##### Data for the task #####

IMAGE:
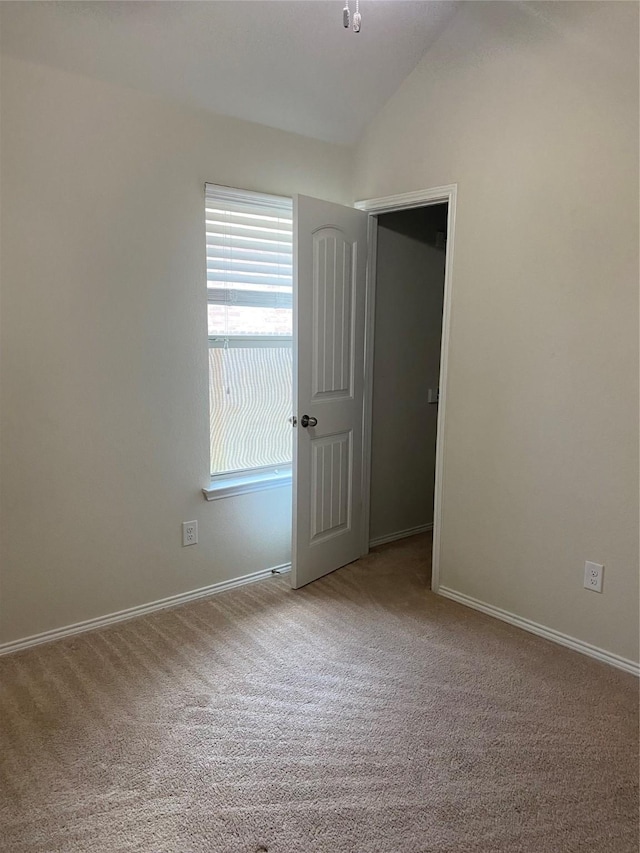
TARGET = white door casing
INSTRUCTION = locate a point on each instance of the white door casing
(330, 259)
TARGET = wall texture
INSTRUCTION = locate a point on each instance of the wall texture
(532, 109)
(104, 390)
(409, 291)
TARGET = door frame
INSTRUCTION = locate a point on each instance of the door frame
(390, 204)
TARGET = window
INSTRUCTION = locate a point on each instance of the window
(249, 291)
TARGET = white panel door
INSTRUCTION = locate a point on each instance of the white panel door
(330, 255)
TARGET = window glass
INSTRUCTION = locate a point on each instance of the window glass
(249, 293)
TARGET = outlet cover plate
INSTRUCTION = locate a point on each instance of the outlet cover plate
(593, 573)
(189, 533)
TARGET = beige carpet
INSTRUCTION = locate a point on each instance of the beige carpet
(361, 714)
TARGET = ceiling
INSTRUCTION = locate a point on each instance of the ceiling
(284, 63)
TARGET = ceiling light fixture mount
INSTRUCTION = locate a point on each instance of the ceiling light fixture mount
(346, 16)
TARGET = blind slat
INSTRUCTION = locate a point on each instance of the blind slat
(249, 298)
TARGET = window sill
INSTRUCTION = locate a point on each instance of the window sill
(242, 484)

#####
##### Data for the task #####

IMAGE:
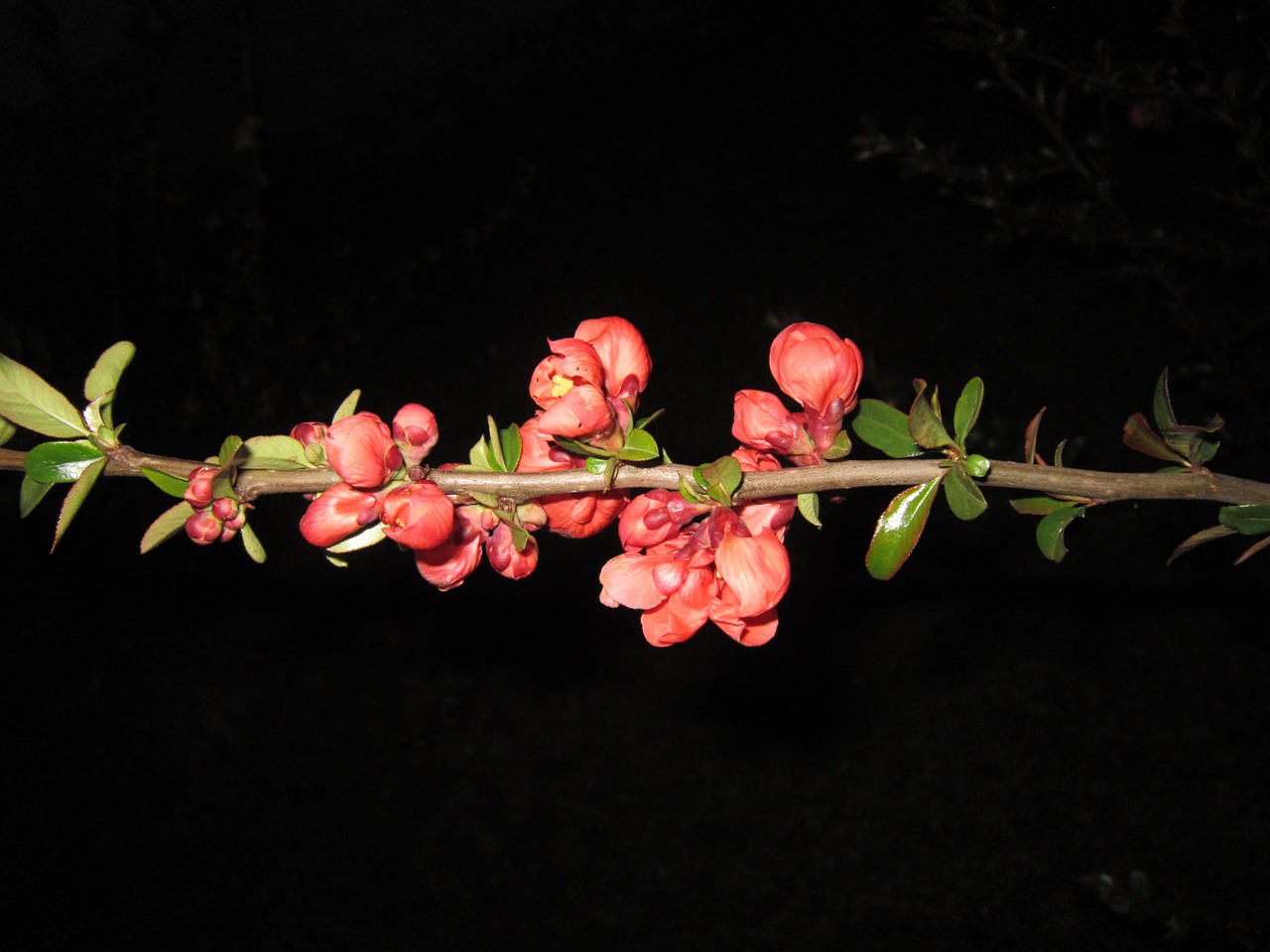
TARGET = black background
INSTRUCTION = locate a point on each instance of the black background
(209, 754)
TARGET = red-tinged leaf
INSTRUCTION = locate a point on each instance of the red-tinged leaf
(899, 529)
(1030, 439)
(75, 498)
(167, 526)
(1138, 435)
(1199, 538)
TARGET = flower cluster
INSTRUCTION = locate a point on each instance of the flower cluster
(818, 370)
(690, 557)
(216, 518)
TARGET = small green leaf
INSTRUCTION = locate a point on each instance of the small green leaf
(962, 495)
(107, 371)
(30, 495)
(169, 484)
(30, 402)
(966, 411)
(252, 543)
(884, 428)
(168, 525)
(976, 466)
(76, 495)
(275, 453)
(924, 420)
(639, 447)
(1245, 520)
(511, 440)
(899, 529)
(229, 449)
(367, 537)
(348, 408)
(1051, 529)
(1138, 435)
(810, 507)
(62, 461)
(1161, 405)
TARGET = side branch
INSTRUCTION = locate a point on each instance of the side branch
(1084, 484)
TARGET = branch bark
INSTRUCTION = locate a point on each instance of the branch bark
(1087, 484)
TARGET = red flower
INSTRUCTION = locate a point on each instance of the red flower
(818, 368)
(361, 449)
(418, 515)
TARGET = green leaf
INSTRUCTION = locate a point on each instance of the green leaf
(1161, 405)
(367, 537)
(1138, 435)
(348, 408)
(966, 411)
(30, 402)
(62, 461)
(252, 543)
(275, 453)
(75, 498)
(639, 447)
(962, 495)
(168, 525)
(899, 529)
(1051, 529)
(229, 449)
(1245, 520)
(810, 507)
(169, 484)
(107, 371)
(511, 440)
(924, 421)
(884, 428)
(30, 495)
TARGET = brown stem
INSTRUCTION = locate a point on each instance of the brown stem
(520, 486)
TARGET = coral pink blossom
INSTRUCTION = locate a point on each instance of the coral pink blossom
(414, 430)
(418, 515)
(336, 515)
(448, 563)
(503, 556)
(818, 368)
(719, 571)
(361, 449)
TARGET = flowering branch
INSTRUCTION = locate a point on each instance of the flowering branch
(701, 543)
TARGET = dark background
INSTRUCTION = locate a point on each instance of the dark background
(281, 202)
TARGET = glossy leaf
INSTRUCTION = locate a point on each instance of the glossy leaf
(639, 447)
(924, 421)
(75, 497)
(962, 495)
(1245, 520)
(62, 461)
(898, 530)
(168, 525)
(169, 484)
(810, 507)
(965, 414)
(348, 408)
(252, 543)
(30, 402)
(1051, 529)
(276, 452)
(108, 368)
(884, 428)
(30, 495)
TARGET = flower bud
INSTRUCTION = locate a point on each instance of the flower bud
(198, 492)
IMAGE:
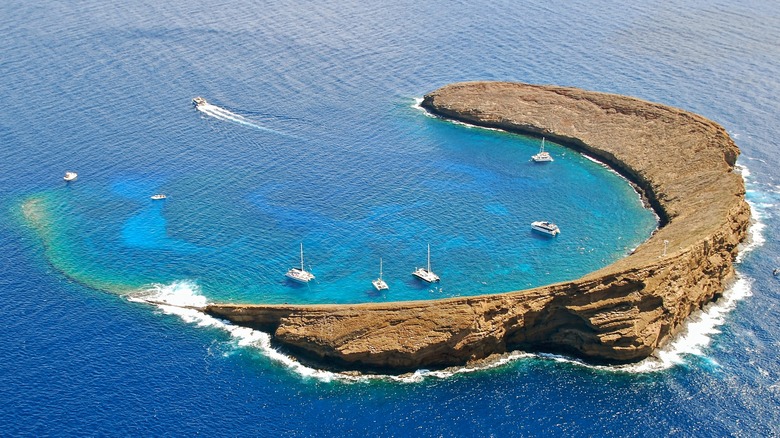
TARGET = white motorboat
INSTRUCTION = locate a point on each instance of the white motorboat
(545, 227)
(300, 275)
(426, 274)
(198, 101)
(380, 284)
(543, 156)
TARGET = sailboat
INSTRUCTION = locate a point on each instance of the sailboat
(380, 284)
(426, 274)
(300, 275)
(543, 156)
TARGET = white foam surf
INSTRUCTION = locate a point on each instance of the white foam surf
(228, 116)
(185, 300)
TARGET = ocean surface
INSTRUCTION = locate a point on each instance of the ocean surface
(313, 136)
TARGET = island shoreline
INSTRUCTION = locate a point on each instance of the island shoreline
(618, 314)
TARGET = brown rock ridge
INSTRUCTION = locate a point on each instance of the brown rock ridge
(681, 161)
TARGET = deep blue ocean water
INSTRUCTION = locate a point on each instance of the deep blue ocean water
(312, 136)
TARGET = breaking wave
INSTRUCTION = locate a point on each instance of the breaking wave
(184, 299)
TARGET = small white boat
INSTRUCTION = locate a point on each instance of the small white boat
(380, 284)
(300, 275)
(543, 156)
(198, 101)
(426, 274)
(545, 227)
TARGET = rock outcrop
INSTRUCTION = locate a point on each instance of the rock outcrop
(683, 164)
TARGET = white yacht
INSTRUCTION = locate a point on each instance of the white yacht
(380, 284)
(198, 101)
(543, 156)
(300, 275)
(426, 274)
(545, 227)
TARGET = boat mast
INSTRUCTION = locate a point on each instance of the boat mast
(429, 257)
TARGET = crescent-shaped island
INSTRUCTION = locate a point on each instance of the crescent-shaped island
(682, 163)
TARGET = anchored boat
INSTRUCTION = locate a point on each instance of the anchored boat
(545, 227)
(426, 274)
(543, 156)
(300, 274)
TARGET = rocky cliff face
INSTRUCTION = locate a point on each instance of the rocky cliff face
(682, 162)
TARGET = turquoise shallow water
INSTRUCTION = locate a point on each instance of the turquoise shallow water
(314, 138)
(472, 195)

#####
##### Data for the task #####

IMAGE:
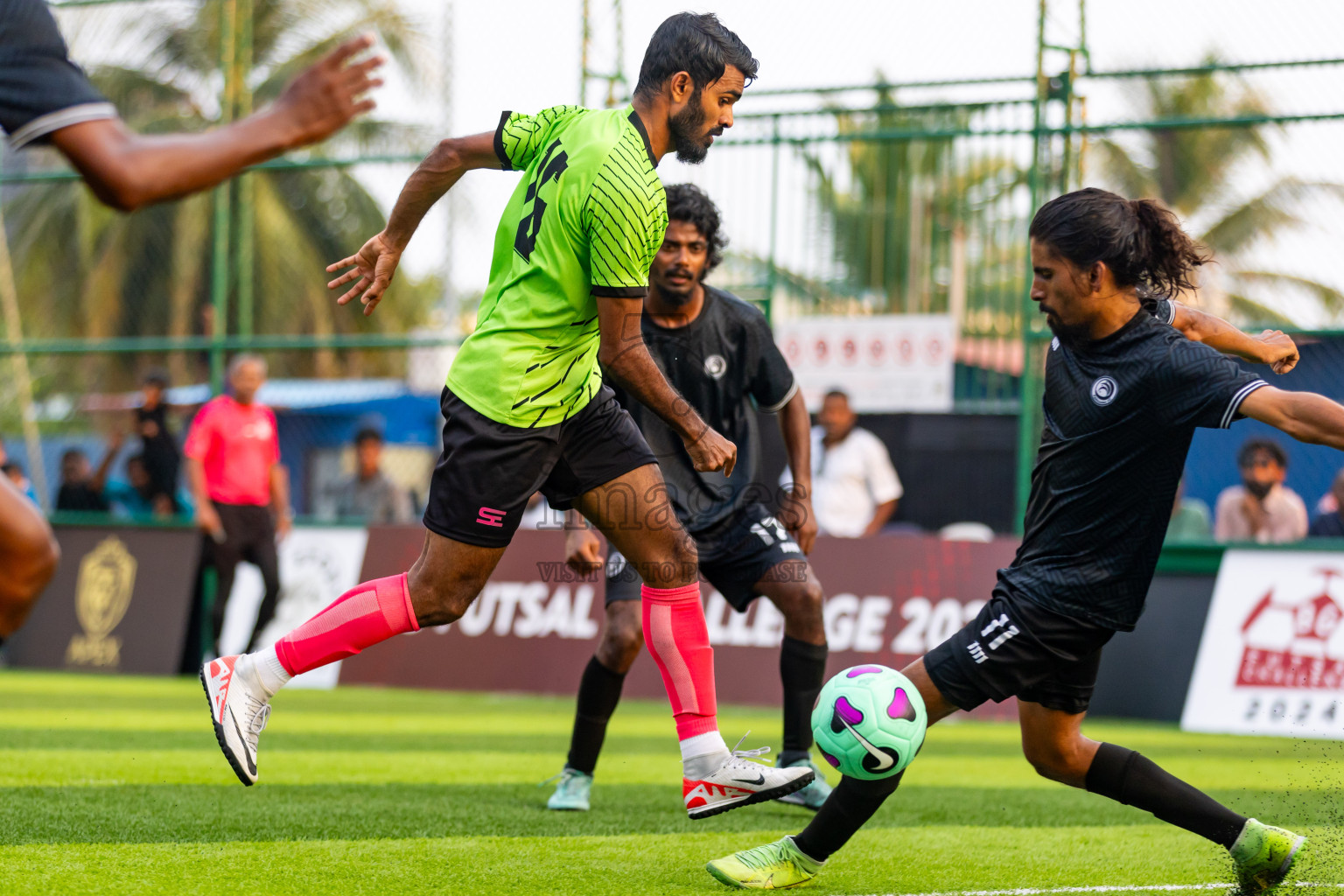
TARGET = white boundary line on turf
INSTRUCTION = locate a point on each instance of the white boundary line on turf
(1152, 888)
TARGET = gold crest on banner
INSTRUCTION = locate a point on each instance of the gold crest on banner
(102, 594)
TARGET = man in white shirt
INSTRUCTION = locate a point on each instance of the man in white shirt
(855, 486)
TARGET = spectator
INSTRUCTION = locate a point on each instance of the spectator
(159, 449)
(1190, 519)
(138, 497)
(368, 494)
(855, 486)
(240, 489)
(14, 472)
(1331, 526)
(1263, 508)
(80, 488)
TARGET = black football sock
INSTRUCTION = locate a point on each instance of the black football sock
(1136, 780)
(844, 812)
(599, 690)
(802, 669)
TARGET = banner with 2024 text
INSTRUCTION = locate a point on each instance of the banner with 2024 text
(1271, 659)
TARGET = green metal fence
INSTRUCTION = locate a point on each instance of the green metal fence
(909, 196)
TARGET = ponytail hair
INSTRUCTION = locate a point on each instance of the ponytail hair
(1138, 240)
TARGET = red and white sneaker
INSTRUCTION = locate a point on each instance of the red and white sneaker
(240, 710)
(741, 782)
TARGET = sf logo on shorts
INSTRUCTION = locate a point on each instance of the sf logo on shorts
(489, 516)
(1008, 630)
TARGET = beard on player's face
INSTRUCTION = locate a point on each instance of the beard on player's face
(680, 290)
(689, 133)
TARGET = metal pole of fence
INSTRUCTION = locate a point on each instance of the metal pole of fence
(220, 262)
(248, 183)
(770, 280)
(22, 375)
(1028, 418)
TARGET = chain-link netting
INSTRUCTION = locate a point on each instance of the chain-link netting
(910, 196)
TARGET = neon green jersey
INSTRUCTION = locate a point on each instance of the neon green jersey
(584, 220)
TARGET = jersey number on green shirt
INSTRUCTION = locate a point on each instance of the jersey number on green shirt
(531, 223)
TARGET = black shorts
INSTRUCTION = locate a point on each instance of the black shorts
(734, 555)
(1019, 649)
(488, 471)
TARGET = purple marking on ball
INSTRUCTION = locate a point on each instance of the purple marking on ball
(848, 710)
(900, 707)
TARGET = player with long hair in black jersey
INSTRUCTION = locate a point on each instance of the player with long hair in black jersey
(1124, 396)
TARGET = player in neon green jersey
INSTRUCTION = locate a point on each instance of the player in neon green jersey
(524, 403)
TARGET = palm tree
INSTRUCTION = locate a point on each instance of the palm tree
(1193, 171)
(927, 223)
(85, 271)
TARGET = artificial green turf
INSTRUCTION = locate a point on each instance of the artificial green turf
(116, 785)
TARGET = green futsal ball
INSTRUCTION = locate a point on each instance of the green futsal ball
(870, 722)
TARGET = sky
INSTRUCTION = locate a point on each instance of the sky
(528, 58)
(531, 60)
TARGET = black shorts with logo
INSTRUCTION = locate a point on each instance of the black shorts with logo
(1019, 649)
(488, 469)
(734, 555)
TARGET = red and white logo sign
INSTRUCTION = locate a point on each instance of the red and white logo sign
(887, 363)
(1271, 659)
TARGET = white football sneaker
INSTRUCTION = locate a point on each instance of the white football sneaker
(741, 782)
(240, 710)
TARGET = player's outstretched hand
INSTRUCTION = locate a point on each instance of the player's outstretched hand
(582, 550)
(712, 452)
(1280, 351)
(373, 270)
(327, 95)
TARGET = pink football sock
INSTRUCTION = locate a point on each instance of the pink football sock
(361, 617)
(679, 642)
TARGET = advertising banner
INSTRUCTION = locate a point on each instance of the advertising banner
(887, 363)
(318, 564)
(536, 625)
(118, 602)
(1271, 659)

#####

• **Goal**
Pull out every line of the data above that contains the string "light", treating uppercase and lowercase letters as different.

• **Correct response**
TARGET = ceiling light fixture mount
INSTRUCTION = locate a point on each instance of the ceiling light fixture mount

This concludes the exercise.